◆ **INPUT**
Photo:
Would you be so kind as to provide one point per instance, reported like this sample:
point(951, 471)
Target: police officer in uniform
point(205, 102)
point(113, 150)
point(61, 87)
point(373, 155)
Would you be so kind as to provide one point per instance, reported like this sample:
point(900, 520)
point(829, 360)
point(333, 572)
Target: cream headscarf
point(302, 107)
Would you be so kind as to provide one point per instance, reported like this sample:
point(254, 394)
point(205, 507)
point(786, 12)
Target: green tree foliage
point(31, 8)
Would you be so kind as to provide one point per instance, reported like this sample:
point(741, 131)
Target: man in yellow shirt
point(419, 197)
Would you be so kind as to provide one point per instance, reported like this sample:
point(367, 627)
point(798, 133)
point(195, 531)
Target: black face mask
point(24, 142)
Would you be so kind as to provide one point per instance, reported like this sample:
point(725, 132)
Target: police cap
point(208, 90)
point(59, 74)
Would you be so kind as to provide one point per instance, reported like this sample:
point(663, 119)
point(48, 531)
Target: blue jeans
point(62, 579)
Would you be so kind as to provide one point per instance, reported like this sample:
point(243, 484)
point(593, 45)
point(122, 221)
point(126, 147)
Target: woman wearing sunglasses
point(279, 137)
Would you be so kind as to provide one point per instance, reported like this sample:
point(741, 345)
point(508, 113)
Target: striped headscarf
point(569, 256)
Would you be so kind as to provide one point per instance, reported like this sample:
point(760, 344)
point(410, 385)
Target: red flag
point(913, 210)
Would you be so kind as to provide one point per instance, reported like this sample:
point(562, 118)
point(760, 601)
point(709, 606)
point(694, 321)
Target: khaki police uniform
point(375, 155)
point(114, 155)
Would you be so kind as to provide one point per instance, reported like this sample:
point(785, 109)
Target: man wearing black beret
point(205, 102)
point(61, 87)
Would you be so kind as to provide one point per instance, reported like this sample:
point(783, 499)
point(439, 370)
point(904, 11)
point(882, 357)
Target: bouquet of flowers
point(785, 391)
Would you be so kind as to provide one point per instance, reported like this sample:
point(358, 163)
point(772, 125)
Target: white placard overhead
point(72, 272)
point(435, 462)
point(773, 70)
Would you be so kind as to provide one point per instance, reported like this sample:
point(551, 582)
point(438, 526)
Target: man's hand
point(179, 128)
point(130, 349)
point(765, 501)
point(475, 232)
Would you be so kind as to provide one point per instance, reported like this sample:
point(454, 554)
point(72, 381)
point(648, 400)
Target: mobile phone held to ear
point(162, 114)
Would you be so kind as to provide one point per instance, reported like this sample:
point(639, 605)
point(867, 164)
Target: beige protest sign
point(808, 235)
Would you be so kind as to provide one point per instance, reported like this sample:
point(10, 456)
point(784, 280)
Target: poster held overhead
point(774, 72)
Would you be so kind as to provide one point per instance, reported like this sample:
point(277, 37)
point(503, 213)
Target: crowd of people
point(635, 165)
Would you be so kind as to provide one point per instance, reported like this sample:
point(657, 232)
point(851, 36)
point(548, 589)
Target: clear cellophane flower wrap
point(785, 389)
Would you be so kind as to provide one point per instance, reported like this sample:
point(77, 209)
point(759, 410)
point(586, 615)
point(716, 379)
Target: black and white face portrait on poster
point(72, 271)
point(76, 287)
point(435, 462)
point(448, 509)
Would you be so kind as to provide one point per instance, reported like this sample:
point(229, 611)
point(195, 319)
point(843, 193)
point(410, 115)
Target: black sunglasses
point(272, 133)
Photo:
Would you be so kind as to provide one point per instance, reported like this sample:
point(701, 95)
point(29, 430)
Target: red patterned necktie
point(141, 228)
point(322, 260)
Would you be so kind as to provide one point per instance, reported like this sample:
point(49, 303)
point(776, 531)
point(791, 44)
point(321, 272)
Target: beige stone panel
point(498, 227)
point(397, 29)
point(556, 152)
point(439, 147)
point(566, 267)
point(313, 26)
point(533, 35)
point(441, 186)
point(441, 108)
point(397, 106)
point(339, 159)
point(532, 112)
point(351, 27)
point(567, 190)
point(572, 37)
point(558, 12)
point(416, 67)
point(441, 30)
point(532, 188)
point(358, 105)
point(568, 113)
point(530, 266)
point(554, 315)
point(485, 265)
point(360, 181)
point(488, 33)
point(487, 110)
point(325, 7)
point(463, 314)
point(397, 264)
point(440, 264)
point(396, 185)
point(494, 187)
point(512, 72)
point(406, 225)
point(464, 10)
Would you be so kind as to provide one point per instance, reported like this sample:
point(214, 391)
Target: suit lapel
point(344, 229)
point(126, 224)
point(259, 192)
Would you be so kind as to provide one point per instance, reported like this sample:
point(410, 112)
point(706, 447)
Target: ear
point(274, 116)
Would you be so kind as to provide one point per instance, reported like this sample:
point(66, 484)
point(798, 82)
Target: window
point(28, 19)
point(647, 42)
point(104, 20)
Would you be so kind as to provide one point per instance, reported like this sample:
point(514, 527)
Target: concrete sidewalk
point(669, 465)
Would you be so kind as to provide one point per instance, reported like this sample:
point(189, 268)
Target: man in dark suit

◆ **ABOUT THIS EXERCISE**
Write out every entry exactly as it appears.

◆ **REPLY**
Photo:
Would you be so kind as to provide one point per instance, reported like this sample:
point(951, 471)
Target: police officer in uniform
point(205, 102)
point(113, 150)
point(61, 87)
point(373, 155)
Would you be so kind as to provide one point per instance, reported like this sample:
point(900, 520)
point(829, 360)
point(333, 572)
Target: cream headscarf
point(302, 107)
Would you be so kind as to provide one point per instance, reported like this sample:
point(254, 394)
point(205, 507)
point(786, 12)
Target: green tree foliage
point(31, 8)
Would you be so kind as to provide one point per instance, reported like this sample:
point(741, 131)
Target: man in yellow shirt
point(419, 197)
Would you be so kind as to provide one point per instance, reported like this sample:
point(367, 627)
point(798, 133)
point(195, 531)
Target: black face mask
point(24, 142)
Would you be so kind as to provide one point per instance, reported like this sample:
point(725, 132)
Target: police cap
point(208, 90)
point(59, 74)
Would you be so kind as to provide one point per instance, reported like this sample:
point(663, 119)
point(48, 531)
Target: blue jeans
point(62, 579)
Would you be so kind as to provide one point per instance, reported like this sample:
point(243, 484)
point(593, 45)
point(122, 221)
point(126, 147)
Target: woman wearing sunglasses
point(279, 137)
Would you be so kind as to provide one point per instance, reported like this sample:
point(741, 345)
point(508, 113)
Target: striped headscarf
point(569, 256)
Would you be so kind as to provide one point per instance, reported like this sample:
point(760, 344)
point(410, 385)
Target: red flag
point(913, 210)
Would you be so kind as to provide one point per instance, reported like this sample:
point(562, 118)
point(760, 601)
point(709, 606)
point(694, 321)
Target: khaki police uniform
point(375, 155)
point(114, 155)
Would you be so kind as to provide one point per instance, reported like this sample:
point(785, 109)
Target: man wearing black beret
point(205, 102)
point(61, 87)
Would you be so kind as to provide one point per instance, reported like this sample:
point(783, 499)
point(439, 370)
point(904, 11)
point(882, 357)
Target: bouquet of flowers
point(785, 391)
Would you be so kind as to provide one point per instance, reported like this sample:
point(358, 163)
point(772, 125)
Target: white placard overhead
point(72, 272)
point(435, 462)
point(773, 70)
Would you be so kind as to provide one point per instance, reported like this sample:
point(551, 582)
point(438, 526)
Target: man's hand
point(179, 128)
point(130, 349)
point(765, 501)
point(475, 232)
Would you be so kind as to provide one point per instance, reported like this sample:
point(454, 554)
point(72, 381)
point(648, 400)
Target: mobile phone held to ear
point(162, 114)
Would you be so kind as to provide one point per instance, reported like this sample:
point(639, 605)
point(867, 164)
Target: beige protest sign
point(808, 235)
Would you be so kind as to provide one point per instance, reported like this sample:
point(10, 456)
point(784, 280)
Target: poster held overhead
point(774, 72)
Would you be so kind as to provide one point per instance, reported like this sample:
point(277, 37)
point(503, 213)
Target: crowd of people
point(635, 165)
Would you be so kind as to provide one point per instance, reported like this sample:
point(657, 232)
point(851, 36)
point(548, 589)
Target: clear cellophane flower wrap
point(785, 389)
Would you be so kind as to provide one point per instance, reported like this sample:
point(77, 209)
point(759, 410)
point(586, 615)
point(716, 379)
Target: black and white face portrait on poster
point(72, 271)
point(76, 287)
point(435, 462)
point(448, 509)
Would you be so kind as to provide one point per instance, reported like this sample:
point(229, 611)
point(195, 319)
point(843, 193)
point(410, 115)
Target: black sunglasses
point(272, 133)
Photo:
Would you be so kind as to provide one point per instance, reported like this sample:
point(701, 95)
point(29, 430)
Target: red patterned necktie
point(141, 228)
point(322, 260)
Would you be so kind as to provide one point per instance, reported like this sample:
point(49, 303)
point(776, 531)
point(791, 44)
point(321, 272)
Target: beige stone panel
point(498, 227)
point(397, 29)
point(556, 152)
point(439, 147)
point(566, 267)
point(313, 26)
point(533, 35)
point(441, 186)
point(441, 108)
point(397, 106)
point(339, 159)
point(532, 112)
point(351, 27)
point(567, 190)
point(572, 37)
point(558, 12)
point(416, 67)
point(441, 30)
point(532, 188)
point(358, 105)
point(568, 113)
point(530, 266)
point(554, 315)
point(485, 265)
point(360, 181)
point(488, 33)
point(487, 110)
point(325, 7)
point(463, 314)
point(397, 264)
point(440, 264)
point(396, 185)
point(494, 187)
point(512, 72)
point(406, 225)
point(464, 10)
Would you be so kind as to provide one point per instance, reported like this sample:
point(214, 391)
Target: suit lapel
point(344, 229)
point(126, 224)
point(259, 192)
Would you be so kind as to provide one point per instance, reported like this sample:
point(410, 112)
point(706, 447)
Target: ear
point(274, 116)
Would you be so kind as to provide one point per instance, reported like this sample:
point(66, 484)
point(798, 82)
Target: window
point(28, 19)
point(647, 42)
point(104, 20)
Would you be so kind as to provide one point per instance, reported like this sample:
point(514, 527)
Target: concrete sidewalk
point(669, 465)
Would you be so kind as to provide one point per instance, reported like this sample:
point(189, 268)
Target: man in dark suit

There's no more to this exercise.